**What you need to do**
Put the lines below into a numbered list, leaving out any blank lines.

**Dataset records**
◆ ◆ ◆ ◆

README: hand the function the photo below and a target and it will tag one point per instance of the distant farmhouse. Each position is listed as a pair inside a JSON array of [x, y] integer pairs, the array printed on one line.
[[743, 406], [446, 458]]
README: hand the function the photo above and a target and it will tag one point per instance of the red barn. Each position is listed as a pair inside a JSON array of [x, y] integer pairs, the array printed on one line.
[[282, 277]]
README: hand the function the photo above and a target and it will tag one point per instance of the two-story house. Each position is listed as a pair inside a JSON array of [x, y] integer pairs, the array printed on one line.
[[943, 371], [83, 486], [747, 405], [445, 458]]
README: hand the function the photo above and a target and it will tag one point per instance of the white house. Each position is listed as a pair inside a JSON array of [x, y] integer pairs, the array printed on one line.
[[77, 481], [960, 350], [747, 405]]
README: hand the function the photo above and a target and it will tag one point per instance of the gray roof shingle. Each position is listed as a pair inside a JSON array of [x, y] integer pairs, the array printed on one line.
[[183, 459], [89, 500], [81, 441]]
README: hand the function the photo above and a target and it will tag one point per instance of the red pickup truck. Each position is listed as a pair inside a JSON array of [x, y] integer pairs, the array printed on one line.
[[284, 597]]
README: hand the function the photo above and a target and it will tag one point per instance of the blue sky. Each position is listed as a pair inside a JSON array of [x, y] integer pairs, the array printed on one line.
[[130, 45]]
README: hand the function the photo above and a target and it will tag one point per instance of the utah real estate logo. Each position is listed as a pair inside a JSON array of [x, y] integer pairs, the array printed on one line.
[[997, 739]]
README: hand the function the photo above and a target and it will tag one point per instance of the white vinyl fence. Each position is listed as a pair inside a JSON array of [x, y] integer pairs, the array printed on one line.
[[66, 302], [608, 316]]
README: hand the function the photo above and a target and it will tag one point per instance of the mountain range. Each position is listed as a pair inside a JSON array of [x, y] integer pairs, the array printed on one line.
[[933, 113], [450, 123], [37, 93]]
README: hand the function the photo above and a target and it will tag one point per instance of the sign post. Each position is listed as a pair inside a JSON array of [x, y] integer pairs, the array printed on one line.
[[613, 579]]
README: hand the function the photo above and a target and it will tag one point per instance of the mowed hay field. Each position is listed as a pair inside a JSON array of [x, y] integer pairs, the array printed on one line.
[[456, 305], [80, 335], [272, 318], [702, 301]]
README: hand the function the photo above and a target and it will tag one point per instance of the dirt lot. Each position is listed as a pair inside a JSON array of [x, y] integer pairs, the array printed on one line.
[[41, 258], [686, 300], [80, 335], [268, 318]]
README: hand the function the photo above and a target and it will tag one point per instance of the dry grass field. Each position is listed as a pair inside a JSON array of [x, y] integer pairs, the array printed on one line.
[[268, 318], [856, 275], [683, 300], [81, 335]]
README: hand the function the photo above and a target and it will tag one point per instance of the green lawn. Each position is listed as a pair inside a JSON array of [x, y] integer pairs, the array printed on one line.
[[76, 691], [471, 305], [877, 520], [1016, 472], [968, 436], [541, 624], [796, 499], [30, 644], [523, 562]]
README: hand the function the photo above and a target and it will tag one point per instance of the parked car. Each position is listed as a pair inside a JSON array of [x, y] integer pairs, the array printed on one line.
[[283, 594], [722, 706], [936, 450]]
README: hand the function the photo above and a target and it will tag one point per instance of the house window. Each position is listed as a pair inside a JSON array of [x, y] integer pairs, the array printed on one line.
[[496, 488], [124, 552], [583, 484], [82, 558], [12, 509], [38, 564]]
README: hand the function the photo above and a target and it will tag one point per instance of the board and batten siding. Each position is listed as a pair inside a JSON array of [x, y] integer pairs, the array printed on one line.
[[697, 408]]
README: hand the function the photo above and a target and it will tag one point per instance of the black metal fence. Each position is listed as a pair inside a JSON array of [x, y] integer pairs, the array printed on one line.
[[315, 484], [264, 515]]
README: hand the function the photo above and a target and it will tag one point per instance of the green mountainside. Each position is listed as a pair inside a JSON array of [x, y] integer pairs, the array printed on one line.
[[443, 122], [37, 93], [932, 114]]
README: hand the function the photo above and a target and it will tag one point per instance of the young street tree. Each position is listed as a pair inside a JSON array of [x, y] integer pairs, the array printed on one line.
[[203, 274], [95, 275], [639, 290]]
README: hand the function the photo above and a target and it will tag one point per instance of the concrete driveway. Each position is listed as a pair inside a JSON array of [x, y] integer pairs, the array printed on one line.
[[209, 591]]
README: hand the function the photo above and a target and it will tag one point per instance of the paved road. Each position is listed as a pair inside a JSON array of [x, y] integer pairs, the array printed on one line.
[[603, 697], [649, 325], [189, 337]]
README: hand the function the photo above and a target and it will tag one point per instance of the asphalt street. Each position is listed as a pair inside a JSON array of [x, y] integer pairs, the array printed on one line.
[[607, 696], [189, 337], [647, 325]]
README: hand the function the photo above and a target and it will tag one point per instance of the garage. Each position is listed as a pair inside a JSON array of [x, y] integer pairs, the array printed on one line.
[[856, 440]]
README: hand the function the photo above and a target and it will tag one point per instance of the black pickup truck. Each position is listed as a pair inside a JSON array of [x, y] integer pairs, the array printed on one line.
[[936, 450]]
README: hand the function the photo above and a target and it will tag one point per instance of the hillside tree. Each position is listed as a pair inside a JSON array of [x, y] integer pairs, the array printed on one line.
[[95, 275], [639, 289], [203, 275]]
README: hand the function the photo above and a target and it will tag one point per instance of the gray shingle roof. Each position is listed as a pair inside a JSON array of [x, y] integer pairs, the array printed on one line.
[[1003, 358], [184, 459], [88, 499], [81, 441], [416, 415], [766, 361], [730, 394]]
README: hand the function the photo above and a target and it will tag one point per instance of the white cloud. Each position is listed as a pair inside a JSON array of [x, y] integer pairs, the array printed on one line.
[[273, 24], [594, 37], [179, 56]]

◆ ◆ ◆ ◆

**Written answer**
1. README: hand the function the photo below and a target and it will tag one point per instance of the distant farmhouse. Each position is listed as a pair inside a JSON array of [x, y] integer pairs, the array printed on one line.
2. [[743, 406], [446, 458]]
3. README: hand the function the photo above and a target and it will tag one point per instance of the red barn. Each position is listed as a pair inside a JSON array of [x, y] integer pairs, the array printed on one line.
4. [[282, 277]]
5. README: hand the function the photo above and a target and it will tag one point per instance of the two-story house. Each position is listed as a pair inside a JSON array of [x, y] integer pairs, the array printed on one line.
6. [[943, 371], [83, 486], [747, 405], [445, 458]]
7. README: hand the function the photo above and a target and it will tag one point per instance of the white house. Each position is listed as a pair inside a JSON array of [x, y] integer pairs, the array printed on one line.
8. [[77, 481], [960, 350], [747, 405]]
9. README: hand the function the photo above and a target and it will tag one point per instance of the gray roof shingle. Each position is listed as a pair inside a JSON array of [x, y] integer pairs, the array printed on one line.
10. [[183, 459], [89, 500], [81, 441]]
11. README: hand the function the photo above and a target and it will tag one point per instance of the red pickup truck. Each position is listed as a pair inside a JSON array of [x, y] integer pairs, the array printed on one line.
12. [[284, 597]]
13. README: hand the function the photo above and a target and it will tag one point per instance of the blue sky. Each position is listed as a pair inside a JSON array of [x, y] integer pairs, the array printed on one line.
14. [[130, 45]]
15. README: hand the function the photo above and a target and it will tag one point per instance of the utah real estate logo. Each position is listed as a pair inside a JSON array of [x, y] integer pairs, the array printed on one line.
16. [[997, 739]]
17. README: hand the function the photo above and a target and it will tag one point per instance of the white vinyl fence. Each position is listed as a pair inside a JSON array of [x, y] integer pairs, the array printed on one line.
18. [[66, 302], [608, 316]]
19. README: hand the function the photo above and a target and it will tag one point per instance of the mountain range. Each position is listed as a pair inside a JSON array of [x, y] integer pairs, the array printed on one line.
20. [[933, 113], [450, 123], [37, 93]]
21. README: hand the function the photo above and a target and it will tag one point per instance of the sign post. Each position is listed as a pair inside a JSON array of [x, y] integer pairs, the array printed on one line.
22. [[613, 579]]
23. README: hand the function the photo above and a target and it will tag one point per instance of the mowed hay field. Each position is listed as a pair inside a JSON array of [x, y] integer pairs, the array printed on one line.
24. [[456, 305], [80, 335], [272, 318], [702, 301]]
25. README: hand the function the photo above and a target and it will tag one point per instance of the dirt lot. Each position is listed as a pair inside a JSON array of [x, y] integer pairs, the array printed on one line.
26. [[41, 258], [686, 300], [80, 335], [268, 318]]
27. README: hand the function the photo above and a target and it will tag one point per instance of the dry grass field. Each position is listed as a pair inside a JSON array of [x, y] integer pairs, the array printed on one line.
28. [[268, 318], [856, 275], [683, 300], [81, 335]]
29. README: hand the function the photo above and a target and it will tag one point per instance of the green lawn. Each position is listed as a pair inside a JSON array of [x, y] integer pairs, the array printed on one line.
30. [[76, 691], [471, 305], [877, 520], [1016, 472], [968, 436], [541, 624], [796, 499], [30, 644], [523, 562]]
31. README: hand the function the photo above and a target and it will tag one point per instance of the parked car. Each position is listed as a pair inside a JSON array of [x, y] integer pairs, the array printed on one line.
32. [[283, 594], [722, 706], [936, 450]]
33. README: hand the function the photo above and a target and it will tag one point per instance of the house window. Each position is listed as a pair inside a JSON array of [x, y] integer pairs, the array printed on one line.
34. [[496, 488], [124, 552], [583, 484], [82, 558], [12, 509], [38, 564]]
35. README: hand the function the photo above and a target and it will tag one point per instance of the board and batten siding. Each position is listed as a pair inside a JSON array of [x, y] integer pairs, the array printed on one line.
36. [[697, 408]]
37. README: hand the function the photo above and a target and it will tag one point per instance of the black metal fence. Each position is listed as a pair inside a JSON array of [x, y] integer pairs, the array printed on one line.
38. [[315, 484], [264, 515]]
39. README: hand the function the photo above and a target and it will tag one point per instance of the green mountainside. Each position is listed as a pair inside a JSON array of [x, y] integer pairs, the array printed on one line.
40. [[443, 122], [37, 93], [932, 114]]
41. README: hand the function the photo above and a target and it will tag one point per instance of the young street tree. Each position is listed as a pair inside a JSON array of [x, y] integer pairs, the array printed on one line.
42. [[203, 274], [95, 275], [639, 290]]
43. README: hand the function the photo above and a target and it will tag one point per instance of the concrete driveway. Each position is listed as a pair inside a JSON array of [x, y] integer pairs, the array printed on one line.
44. [[209, 591]]
45. README: hand the function the photo above and a target and it will tag one point per instance of the paved road. Each position is listed as a pair inside a JSON array of [x, y] integer pairs, the array printed on one line.
46. [[603, 697], [649, 325], [189, 337]]
47. README: hand the function the photo above and a target and it will tag one point per instance of the asphalt street. Each position is listed as a pair inside a JSON array of [x, y] integer pairs, the array printed on one line.
48. [[607, 696], [189, 337], [647, 325]]
49. README: hand the function the photo above and a target and it will tag one point per instance of the garage. Each position is listed as a pair inside a JSON array of [x, y] integer pairs, the array printed on one line.
50. [[856, 440]]
51. README: hand the function the photo above and a target and it will tag one point per instance of the black pickup truck. Each position is listed as a pair inside a JSON array of [x, y] integer pairs, the array printed on one line.
52. [[936, 450]]
53. README: hand the function the photo above and a target and it will tag one point per instance of the hillside tree. Each position is listed as a pair inside a JSON array of [x, y] integer pairs, the array printed on one line.
54. [[95, 275], [639, 289], [203, 275]]
55. README: hand the function the photo above and a target and it will tag one point per instance of the gray shingle roof. Each position is listed as a pair inside a JSON array of [x, y] integer pairs, the array printed on one line.
56. [[1003, 358], [184, 459], [88, 499], [81, 441], [416, 415], [766, 361], [730, 394]]
57. README: hand the function the photo above and a target and it will tag one point per instance of the white cloud. Each position is listed as a pair inside a JSON array of [x, y] integer pairs, the array printed on one line.
58. [[273, 24], [594, 37], [179, 56]]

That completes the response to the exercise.